● Extracted data:

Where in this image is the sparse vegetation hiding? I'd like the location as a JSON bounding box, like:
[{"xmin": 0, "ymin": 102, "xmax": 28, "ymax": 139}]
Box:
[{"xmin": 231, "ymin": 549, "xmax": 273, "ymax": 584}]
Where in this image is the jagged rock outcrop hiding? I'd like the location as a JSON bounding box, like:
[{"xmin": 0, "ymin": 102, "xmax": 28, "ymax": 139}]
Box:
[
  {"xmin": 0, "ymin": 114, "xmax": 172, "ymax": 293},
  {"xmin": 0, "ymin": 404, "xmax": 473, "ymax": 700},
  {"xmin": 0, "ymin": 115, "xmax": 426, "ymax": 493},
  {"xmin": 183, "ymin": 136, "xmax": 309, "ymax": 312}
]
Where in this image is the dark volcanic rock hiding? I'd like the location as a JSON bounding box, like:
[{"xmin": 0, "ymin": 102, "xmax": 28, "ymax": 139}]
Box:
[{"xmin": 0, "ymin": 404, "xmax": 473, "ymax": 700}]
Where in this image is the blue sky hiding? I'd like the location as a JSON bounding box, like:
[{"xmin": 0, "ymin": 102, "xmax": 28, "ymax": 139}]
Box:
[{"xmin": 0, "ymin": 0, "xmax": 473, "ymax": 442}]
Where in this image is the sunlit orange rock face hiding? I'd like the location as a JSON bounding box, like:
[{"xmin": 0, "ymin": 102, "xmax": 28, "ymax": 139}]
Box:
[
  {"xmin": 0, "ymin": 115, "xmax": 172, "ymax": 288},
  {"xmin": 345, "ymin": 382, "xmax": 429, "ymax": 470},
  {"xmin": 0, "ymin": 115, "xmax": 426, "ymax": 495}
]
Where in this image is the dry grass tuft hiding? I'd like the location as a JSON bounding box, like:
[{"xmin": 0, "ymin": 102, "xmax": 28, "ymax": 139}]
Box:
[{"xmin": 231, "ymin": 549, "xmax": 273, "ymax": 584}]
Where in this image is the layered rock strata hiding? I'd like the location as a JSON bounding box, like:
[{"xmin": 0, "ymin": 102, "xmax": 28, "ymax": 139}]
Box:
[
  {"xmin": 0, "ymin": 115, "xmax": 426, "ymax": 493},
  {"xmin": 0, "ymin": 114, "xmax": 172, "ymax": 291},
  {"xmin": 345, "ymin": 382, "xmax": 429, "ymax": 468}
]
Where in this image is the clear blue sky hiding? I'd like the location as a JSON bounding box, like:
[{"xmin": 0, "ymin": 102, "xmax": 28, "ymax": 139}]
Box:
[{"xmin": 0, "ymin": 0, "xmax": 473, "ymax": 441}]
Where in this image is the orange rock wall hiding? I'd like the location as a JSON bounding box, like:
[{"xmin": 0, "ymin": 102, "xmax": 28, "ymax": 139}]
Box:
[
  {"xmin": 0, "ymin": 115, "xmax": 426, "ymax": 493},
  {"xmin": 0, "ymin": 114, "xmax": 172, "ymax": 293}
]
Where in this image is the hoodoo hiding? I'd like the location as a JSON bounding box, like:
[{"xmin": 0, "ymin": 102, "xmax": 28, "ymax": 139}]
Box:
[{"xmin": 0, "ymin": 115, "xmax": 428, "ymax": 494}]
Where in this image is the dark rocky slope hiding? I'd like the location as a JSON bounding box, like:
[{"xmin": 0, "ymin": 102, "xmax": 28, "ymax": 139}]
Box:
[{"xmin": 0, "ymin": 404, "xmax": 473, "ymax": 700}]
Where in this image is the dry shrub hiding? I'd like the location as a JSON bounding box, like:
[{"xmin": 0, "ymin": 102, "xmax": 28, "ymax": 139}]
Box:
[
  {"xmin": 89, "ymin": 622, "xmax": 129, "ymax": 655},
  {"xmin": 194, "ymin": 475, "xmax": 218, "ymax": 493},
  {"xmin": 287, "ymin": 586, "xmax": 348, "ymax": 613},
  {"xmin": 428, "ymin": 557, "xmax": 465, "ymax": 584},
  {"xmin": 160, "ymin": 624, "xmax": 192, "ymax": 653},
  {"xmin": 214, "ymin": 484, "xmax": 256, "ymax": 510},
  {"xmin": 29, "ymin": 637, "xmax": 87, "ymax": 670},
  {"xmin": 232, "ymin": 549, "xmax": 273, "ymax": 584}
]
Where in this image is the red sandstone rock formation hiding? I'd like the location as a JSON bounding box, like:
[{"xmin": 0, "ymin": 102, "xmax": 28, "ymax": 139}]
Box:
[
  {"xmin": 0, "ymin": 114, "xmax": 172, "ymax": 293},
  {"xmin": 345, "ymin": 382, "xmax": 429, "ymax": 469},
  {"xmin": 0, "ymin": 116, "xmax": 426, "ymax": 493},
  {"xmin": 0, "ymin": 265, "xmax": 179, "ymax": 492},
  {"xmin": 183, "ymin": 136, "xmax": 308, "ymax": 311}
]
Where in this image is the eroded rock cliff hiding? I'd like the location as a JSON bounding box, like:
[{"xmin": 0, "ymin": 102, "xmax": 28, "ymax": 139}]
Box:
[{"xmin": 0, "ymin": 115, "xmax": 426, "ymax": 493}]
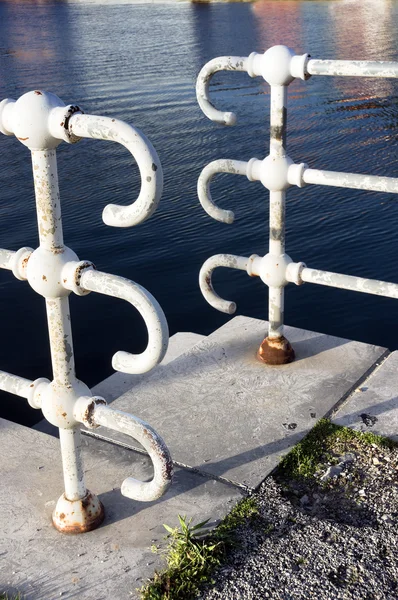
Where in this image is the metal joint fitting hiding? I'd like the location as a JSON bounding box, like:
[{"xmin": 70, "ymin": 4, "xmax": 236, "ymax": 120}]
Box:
[
  {"xmin": 247, "ymin": 46, "xmax": 310, "ymax": 86},
  {"xmin": 26, "ymin": 246, "xmax": 79, "ymax": 298},
  {"xmin": 259, "ymin": 254, "xmax": 292, "ymax": 288}
]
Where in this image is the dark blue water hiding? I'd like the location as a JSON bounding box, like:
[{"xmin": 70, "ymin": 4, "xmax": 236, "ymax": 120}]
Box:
[{"xmin": 0, "ymin": 0, "xmax": 398, "ymax": 424}]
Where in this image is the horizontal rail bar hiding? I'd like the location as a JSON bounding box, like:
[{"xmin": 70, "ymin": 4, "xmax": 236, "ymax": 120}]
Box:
[
  {"xmin": 301, "ymin": 267, "xmax": 398, "ymax": 298},
  {"xmin": 306, "ymin": 59, "xmax": 398, "ymax": 77},
  {"xmin": 0, "ymin": 371, "xmax": 34, "ymax": 400},
  {"xmin": 302, "ymin": 169, "xmax": 398, "ymax": 194}
]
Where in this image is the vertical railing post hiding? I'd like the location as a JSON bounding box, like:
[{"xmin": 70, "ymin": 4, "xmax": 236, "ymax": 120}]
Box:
[
  {"xmin": 0, "ymin": 90, "xmax": 173, "ymax": 533},
  {"xmin": 257, "ymin": 85, "xmax": 294, "ymax": 365}
]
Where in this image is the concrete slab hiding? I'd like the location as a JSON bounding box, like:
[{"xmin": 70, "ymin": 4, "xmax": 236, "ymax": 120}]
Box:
[
  {"xmin": 91, "ymin": 317, "xmax": 385, "ymax": 488},
  {"xmin": 332, "ymin": 352, "xmax": 398, "ymax": 441},
  {"xmin": 33, "ymin": 331, "xmax": 206, "ymax": 437},
  {"xmin": 0, "ymin": 419, "xmax": 242, "ymax": 600}
]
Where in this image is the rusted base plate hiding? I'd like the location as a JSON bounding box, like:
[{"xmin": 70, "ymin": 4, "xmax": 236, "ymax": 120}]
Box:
[
  {"xmin": 52, "ymin": 490, "xmax": 105, "ymax": 533},
  {"xmin": 257, "ymin": 336, "xmax": 294, "ymax": 365}
]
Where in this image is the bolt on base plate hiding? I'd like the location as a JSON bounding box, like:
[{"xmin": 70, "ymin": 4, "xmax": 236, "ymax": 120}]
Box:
[
  {"xmin": 257, "ymin": 336, "xmax": 295, "ymax": 365},
  {"xmin": 52, "ymin": 491, "xmax": 105, "ymax": 533}
]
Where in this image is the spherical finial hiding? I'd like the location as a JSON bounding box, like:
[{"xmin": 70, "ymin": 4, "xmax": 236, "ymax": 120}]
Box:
[{"xmin": 9, "ymin": 90, "xmax": 65, "ymax": 150}]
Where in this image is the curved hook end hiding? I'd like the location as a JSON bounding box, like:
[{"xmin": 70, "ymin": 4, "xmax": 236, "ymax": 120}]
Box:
[
  {"xmin": 223, "ymin": 113, "xmax": 237, "ymax": 127},
  {"xmin": 221, "ymin": 210, "xmax": 235, "ymax": 225}
]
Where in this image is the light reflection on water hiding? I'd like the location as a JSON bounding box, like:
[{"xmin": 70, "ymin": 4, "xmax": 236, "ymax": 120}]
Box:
[{"xmin": 0, "ymin": 0, "xmax": 398, "ymax": 422}]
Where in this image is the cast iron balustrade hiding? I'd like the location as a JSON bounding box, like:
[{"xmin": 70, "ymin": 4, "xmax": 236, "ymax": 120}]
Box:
[
  {"xmin": 0, "ymin": 90, "xmax": 173, "ymax": 533},
  {"xmin": 196, "ymin": 46, "xmax": 398, "ymax": 365}
]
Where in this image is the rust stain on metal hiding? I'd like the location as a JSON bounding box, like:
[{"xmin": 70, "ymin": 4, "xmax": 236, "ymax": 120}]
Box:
[
  {"xmin": 53, "ymin": 493, "xmax": 105, "ymax": 535},
  {"xmin": 257, "ymin": 336, "xmax": 295, "ymax": 365}
]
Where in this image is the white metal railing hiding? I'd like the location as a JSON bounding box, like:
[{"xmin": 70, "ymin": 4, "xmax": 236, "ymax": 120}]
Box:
[
  {"xmin": 0, "ymin": 90, "xmax": 173, "ymax": 533},
  {"xmin": 196, "ymin": 46, "xmax": 398, "ymax": 365}
]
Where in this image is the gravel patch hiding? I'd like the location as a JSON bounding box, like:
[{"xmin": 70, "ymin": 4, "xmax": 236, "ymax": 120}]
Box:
[{"xmin": 199, "ymin": 441, "xmax": 398, "ymax": 600}]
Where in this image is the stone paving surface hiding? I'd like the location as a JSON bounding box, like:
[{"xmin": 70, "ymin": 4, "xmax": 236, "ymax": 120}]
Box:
[
  {"xmin": 93, "ymin": 317, "xmax": 385, "ymax": 488},
  {"xmin": 0, "ymin": 317, "xmax": 396, "ymax": 600},
  {"xmin": 0, "ymin": 419, "xmax": 242, "ymax": 600},
  {"xmin": 332, "ymin": 352, "xmax": 398, "ymax": 441}
]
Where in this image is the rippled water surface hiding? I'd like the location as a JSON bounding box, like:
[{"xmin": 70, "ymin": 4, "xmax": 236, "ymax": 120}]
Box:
[{"xmin": 0, "ymin": 0, "xmax": 398, "ymax": 423}]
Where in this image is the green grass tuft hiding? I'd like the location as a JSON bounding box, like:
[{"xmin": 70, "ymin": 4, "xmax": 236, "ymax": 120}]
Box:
[
  {"xmin": 278, "ymin": 419, "xmax": 398, "ymax": 479},
  {"xmin": 140, "ymin": 498, "xmax": 259, "ymax": 600}
]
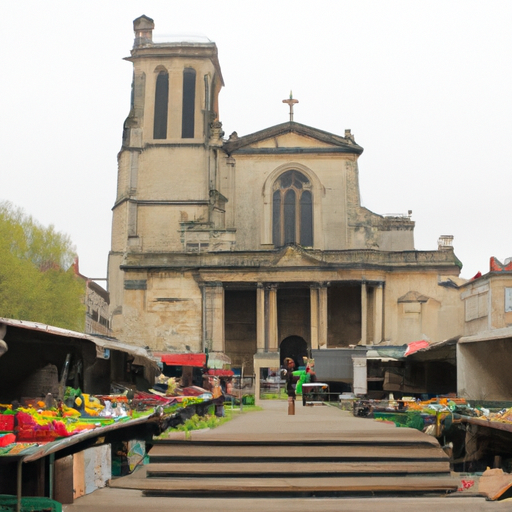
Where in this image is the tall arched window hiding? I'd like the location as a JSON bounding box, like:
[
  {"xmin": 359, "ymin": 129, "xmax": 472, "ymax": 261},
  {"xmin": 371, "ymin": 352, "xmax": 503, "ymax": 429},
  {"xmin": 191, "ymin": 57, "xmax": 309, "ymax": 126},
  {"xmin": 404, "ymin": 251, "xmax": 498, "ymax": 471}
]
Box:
[
  {"xmin": 272, "ymin": 171, "xmax": 313, "ymax": 247},
  {"xmin": 153, "ymin": 71, "xmax": 169, "ymax": 139},
  {"xmin": 181, "ymin": 68, "xmax": 196, "ymax": 139}
]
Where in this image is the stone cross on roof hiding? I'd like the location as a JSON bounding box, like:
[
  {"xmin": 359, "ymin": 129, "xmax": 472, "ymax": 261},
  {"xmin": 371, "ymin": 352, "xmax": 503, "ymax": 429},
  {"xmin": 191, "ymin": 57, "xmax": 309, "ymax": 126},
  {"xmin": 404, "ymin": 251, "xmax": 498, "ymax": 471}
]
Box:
[{"xmin": 283, "ymin": 91, "xmax": 299, "ymax": 123}]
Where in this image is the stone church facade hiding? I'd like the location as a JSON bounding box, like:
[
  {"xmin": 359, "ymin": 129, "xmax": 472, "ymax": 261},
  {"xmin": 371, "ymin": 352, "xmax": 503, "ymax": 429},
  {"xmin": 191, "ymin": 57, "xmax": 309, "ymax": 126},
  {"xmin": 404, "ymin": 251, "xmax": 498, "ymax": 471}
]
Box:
[{"xmin": 108, "ymin": 16, "xmax": 462, "ymax": 372}]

● Given exercise:
Please reproduce the records above without any change, from the line containing "Where in this image is the stone church" through the end of the records, including both ends.

● Complete response:
Where in this image is the stone church facade hiding? I'd like the location as a JSON bounding box, like:
[
  {"xmin": 359, "ymin": 129, "xmax": 472, "ymax": 261},
  {"xmin": 371, "ymin": 352, "xmax": 503, "ymax": 429},
  {"xmin": 191, "ymin": 57, "xmax": 309, "ymax": 126},
  {"xmin": 404, "ymin": 251, "xmax": 498, "ymax": 471}
]
Box:
[{"xmin": 108, "ymin": 16, "xmax": 462, "ymax": 372}]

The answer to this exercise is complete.